* _Task directions_: Quote the data below verbatim, from the line containing "For every instance of the parked" through the line containing "[[662, 624], [296, 625]]", with both of those lines included.

* _Material to process_:
----------

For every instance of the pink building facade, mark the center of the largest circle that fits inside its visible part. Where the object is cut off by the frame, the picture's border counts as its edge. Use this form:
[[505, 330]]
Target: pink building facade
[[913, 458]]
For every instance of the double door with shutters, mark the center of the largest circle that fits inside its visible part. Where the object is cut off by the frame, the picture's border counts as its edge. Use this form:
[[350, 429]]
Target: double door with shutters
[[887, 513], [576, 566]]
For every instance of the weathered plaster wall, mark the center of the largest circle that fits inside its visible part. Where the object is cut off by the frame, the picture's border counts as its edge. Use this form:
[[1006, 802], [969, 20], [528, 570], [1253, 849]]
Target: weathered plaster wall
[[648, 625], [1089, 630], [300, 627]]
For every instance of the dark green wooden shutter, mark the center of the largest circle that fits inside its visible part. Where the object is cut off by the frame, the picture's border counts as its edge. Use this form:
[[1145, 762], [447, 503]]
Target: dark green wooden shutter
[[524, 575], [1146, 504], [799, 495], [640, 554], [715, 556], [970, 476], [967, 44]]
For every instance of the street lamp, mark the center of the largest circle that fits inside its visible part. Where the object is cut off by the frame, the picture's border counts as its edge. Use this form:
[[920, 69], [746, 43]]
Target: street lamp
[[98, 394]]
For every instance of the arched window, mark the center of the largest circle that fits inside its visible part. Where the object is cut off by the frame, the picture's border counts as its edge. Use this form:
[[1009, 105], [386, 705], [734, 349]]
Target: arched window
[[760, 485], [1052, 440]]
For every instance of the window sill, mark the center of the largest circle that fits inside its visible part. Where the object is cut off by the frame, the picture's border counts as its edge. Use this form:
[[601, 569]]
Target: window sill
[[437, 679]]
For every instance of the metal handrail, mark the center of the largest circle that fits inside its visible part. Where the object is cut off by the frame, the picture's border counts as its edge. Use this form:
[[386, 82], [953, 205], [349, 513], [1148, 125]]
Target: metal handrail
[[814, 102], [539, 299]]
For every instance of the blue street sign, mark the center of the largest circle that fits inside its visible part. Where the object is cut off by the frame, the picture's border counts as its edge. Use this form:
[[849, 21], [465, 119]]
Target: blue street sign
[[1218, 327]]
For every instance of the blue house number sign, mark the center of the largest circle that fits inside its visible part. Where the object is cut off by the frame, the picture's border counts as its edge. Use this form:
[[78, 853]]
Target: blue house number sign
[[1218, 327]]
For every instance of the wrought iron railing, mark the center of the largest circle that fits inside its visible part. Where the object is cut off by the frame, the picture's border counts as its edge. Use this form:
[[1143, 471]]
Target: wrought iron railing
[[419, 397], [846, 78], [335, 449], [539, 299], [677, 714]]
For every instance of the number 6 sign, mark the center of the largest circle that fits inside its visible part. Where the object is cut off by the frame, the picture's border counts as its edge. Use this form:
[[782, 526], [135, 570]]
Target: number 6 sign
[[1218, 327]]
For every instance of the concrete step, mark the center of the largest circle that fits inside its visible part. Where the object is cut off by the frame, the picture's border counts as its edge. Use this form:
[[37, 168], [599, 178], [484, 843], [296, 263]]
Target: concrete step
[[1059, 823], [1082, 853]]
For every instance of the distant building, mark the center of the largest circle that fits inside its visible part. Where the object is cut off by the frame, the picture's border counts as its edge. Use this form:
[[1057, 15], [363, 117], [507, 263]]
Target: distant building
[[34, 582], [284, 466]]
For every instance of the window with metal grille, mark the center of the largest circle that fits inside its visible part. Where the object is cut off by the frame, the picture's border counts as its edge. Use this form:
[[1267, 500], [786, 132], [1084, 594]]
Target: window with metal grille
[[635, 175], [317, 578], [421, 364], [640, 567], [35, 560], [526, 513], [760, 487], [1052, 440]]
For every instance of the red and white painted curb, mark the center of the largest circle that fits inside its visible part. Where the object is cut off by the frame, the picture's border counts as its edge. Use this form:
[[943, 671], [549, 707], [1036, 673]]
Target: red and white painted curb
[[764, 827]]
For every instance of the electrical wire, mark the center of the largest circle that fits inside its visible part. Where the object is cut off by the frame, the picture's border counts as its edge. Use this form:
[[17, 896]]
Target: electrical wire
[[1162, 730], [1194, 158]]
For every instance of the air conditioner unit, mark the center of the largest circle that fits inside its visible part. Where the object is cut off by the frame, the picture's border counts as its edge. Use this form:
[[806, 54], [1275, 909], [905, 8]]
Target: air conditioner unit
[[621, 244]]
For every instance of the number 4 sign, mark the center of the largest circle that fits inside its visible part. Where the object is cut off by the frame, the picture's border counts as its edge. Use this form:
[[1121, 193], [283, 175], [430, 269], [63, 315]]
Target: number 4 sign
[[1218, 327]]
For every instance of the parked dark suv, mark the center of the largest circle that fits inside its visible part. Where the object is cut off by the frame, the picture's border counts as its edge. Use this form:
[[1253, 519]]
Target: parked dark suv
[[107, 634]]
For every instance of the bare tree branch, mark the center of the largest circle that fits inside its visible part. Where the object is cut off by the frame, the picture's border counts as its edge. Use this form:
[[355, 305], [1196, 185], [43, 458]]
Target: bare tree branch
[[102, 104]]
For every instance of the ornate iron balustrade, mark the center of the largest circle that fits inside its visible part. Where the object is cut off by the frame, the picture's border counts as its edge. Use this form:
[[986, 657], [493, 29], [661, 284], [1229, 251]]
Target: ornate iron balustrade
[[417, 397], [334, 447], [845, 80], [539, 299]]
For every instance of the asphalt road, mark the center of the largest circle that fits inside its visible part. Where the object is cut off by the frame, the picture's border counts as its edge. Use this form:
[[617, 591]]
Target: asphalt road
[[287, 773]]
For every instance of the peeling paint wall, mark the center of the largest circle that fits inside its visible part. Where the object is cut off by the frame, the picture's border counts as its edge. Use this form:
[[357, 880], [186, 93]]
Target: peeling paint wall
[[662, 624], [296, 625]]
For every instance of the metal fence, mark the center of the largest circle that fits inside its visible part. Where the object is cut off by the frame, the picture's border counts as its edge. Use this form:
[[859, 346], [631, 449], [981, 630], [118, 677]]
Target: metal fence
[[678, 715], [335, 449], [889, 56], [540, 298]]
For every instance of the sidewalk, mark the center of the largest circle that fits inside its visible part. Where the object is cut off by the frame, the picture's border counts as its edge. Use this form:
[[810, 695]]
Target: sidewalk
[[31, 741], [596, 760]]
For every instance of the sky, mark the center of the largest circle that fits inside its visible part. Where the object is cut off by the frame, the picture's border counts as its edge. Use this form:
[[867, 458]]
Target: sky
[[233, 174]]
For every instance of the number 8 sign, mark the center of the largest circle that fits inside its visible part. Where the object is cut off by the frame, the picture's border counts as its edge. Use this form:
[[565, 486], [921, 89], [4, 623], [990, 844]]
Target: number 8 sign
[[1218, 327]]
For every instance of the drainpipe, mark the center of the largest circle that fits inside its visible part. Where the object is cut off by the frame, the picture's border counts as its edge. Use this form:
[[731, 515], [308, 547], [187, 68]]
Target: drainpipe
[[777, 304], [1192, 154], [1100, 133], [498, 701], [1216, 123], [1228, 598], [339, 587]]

----------

* _Solved problem_:
For every instance of the parked dark suv, mark the center of the largest circle that fits inside its visible part. Where the object is cut off by the frame, the picture's border counts as its edge. Use this form:
[[1253, 519]]
Target: parked dark suv
[[107, 634]]
For every instance of the bare tree branch, mark the center of the largest circle that fits inside its visible part. Where the object is cut off by the frame, the picture's border counts as its edge. Use this form:
[[355, 305], [1196, 185], [43, 458]]
Target: bare tree branch
[[102, 104]]
For every instance of the ornate iron balustrade, mark the center of the largest circle that fits inside its visible part. Where the object is cut off by the frame, the picture's border counts as its edge. Use this form:
[[986, 657], [493, 29], [661, 284], [1229, 251]]
Target: ornate iron balustrade
[[417, 397], [334, 447], [845, 80], [539, 299]]
For every instance of the asphalt road, mark the center of the largest circle that fits inside its visible part. Where the object is cut off by the frame, the picture's border counts as its edge. Use this form:
[[617, 591]]
Target: asphalt road
[[287, 773]]
For every instance of the peeling paint wall, mark the center of the largest circle that fits inside its visible part. Where the object is cut off by the frame, the picture's border counts as its edge. Use this form:
[[357, 880], [186, 93]]
Target: peeling paint wall
[[662, 624], [296, 625]]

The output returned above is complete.